Data for analysis Block Start

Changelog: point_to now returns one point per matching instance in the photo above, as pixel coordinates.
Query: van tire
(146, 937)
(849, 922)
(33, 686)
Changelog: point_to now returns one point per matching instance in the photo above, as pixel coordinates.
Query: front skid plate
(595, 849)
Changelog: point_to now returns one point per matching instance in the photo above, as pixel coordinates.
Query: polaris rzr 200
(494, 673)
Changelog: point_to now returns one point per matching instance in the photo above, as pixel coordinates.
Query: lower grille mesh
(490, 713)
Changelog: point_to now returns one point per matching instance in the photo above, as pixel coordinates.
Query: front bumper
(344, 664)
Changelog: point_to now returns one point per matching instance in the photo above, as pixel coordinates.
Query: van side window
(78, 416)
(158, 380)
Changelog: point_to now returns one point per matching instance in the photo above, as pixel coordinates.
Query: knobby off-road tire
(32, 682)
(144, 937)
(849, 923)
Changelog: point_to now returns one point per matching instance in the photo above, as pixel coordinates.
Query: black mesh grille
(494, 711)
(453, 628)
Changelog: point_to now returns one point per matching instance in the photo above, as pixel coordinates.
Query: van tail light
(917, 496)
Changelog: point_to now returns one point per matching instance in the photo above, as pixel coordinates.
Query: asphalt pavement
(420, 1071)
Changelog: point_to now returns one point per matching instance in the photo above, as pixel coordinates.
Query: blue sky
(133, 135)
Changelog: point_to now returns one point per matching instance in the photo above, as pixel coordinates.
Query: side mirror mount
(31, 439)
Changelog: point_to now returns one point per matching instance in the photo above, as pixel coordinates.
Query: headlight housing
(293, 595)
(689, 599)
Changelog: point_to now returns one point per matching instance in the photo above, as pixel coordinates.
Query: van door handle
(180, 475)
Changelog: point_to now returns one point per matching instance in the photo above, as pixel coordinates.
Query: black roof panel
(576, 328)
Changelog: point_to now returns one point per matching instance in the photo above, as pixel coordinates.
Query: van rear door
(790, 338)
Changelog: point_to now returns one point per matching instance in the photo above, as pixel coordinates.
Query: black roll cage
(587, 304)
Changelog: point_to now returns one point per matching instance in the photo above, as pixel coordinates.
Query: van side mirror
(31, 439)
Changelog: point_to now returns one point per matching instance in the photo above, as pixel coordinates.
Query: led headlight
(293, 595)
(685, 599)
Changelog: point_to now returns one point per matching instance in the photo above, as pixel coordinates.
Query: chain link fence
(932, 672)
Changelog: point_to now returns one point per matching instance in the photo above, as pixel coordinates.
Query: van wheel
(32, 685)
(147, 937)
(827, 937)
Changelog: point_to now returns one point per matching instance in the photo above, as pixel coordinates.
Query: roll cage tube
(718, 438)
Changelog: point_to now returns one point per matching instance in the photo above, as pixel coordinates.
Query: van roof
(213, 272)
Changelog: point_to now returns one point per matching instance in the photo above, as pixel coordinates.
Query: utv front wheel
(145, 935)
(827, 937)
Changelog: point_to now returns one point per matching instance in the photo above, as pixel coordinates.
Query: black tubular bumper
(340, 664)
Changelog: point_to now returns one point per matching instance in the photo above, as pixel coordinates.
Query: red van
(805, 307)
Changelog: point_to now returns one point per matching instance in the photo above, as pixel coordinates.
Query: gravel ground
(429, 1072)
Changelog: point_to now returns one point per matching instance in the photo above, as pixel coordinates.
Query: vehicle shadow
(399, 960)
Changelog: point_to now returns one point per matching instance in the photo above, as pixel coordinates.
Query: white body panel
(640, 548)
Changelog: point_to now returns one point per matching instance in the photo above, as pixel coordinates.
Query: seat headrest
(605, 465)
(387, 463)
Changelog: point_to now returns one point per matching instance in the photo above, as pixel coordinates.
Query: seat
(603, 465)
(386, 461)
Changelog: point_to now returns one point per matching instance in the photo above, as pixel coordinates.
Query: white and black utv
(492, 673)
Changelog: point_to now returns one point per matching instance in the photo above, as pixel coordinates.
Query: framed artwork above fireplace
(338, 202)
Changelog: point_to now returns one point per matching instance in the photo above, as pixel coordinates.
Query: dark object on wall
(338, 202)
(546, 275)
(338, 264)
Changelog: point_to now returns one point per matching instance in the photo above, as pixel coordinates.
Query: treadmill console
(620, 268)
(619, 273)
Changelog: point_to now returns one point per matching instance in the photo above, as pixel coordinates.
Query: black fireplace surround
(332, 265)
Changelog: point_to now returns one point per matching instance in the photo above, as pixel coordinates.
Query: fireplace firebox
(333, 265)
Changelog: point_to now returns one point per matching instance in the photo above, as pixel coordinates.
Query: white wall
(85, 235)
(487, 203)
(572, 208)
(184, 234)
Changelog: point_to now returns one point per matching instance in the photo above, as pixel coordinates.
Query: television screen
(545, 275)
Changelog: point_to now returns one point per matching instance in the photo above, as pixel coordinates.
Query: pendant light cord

Data for analysis Block End

Task details >> In full and verbatim, repeat the records given above.

Answer section >>
Changelog: point_to now returns one point per matching instance in the photo above, as pixel coordinates.
Query: van tire
(146, 937)
(849, 922)
(33, 686)
Changelog: point_to now returns one point per matching instance in the photo above, as pixel coordinates.
Query: front skid plate
(595, 849)
Changelog: point_to now returns one point per matching instance in the photo above, as pixel coordinates.
Query: polaris rzr 200
(494, 673)
Changelog: point_to now returns one point per matching instance in the photo above, as pixel coordinates.
Query: lower grille mesh
(490, 713)
Changelog: point_to now returns one point per matching instance in the photo above, as pixel coordinates.
Query: front bumper
(344, 664)
Changelog: point_to now returns one point per matching instance in the photo above, as pixel coordinates.
Query: van side window
(78, 416)
(158, 380)
Changelog: point_to now returns one point per matching instance in the photo above, as pixel coordinates.
Query: knobby off-road tire
(32, 682)
(144, 937)
(849, 923)
Changelog: point_to now returns one point per matching instance in the photo above, as pixel coordinates.
Query: black mesh grille
(494, 711)
(453, 628)
Changelog: point_to now returns one point per matching instance in the photo above, as pixel coordinates.
Query: van tail light
(917, 496)
Changelog: point_to now returns one point per matching instance in the photo above, as pixel coordinates.
Query: asphalt pavement
(420, 1071)
Changelog: point_to now returns one point per matching instance in the photo above, as pixel coordinates.
Query: blue sky
(133, 135)
Changelog: point_to now returns one point per matching instance in the photo above, as pixel coordinates.
Query: side mirror mount
(31, 439)
Changelog: point_to now returns one point per matching instance in the photo above, as pixel coordinates.
Query: headlight housing
(293, 595)
(689, 599)
Changelog: point_to now returns one point per matching instance in the photo above, as pixel coordinates.
Query: van door handle
(180, 475)
Changelog: point_to now returns one point per matching instance in the photo above, as pixel coordinates.
Query: black roof panel
(576, 328)
Changelog: point_to now returns one point per matching instance in the photo above, as pixel coordinates.
Query: van rear door
(790, 338)
Changelog: point_to now returns one point per matching instance in the photo above, as pixel coordinates.
Query: black roll cage
(587, 304)
Changelog: point_to now returns one point per matching instance in the photo above, as pixel coordinates.
Query: van side mirror
(31, 439)
Changelog: point_to now returns one point per matching instance in the photo above, as pixel coordinates.
Query: led headlight
(293, 595)
(685, 599)
Changelog: point_to now returns one point per matching instance in the photo above, as pixel coordinates.
Query: chain link fence
(932, 672)
Changelog: point_to now returns one point per matching instance in the photo above, as pixel coordinates.
Query: van wheel
(32, 685)
(147, 937)
(827, 937)
Changelog: point_to now returns one point per matching instance in the photo above, as pixel coordinates.
Query: roll cage tube
(718, 438)
Changelog: point_to now returns one point per matching instance in the photo above, as pixel coordinates.
Query: van roof
(213, 272)
Changelog: point_to now returns one point per matching instance in the photo above, as pixel coordinates.
Query: utv front wheel
(145, 935)
(827, 937)
Changelog: point_to now returns one point per matching instance in the photo above, as pixel coordinates.
Query: black tubular bumper
(340, 664)
Changelog: point_to now returns one point per matching instance in the photo above, as pixel coordinates.
Query: red van
(805, 307)
Changelog: point_to now returns one point per matching instance in the photo above, as pixel coordinates.
Query: gravel ground
(429, 1072)
Changelog: point_to now returns one point per matching instance in the photo above, as pixel coordinates.
Query: vehicle shadow
(399, 960)
Changelog: point_to now returns one point per matching instance in the photo above, as pixel coordinates.
Query: white body panel
(640, 548)
Changelog: point_to now returns one point per matching instance in the photo above, as pixel coordinates.
Query: seat headrest
(605, 465)
(387, 463)
Changelog: point_to now returns one point per matching instance in the photo above, as pixel coordinates.
Query: seat
(603, 465)
(386, 461)
Changelog: point_to now returns one point per matching instance in the photo above, as pixel coordinates.
Query: white and black utv
(492, 673)
Changelog: point_to now returns one point per matching instance in the photo above, as pixel coordinates.
Query: framed artwork above fireplace
(338, 202)
Changelog: point_to now returns one point per matching instance in the photo above, as pixel coordinates.
Query: dark object on wall
(338, 202)
(546, 275)
(338, 264)
Changelog: point_to now returns one point per matching instance in the photo above, as pixel coordinates.
Query: treadmill console
(620, 268)
(619, 273)
Changelog: point_to now returns one point per matching instance in the photo above, as pixel coordinates.
Query: black fireplace surround
(332, 265)
Changelog: point_to now returns one point per matching instance in the photo above, as pixel coordinates.
Query: fireplace firebox
(333, 265)
Changelog: point_to now returns one point per matching instance in the photo above, as pixel coordinates.
Query: white wall
(85, 235)
(487, 203)
(572, 208)
(184, 234)
Changelog: point_to now returns one point per matching instance in the photo above, as pixel coordinates.
Query: television screen
(545, 275)
Changelog: point_to now returns one point per matching instance in the photo above, as pixel coordinates.
Query: pendant light cord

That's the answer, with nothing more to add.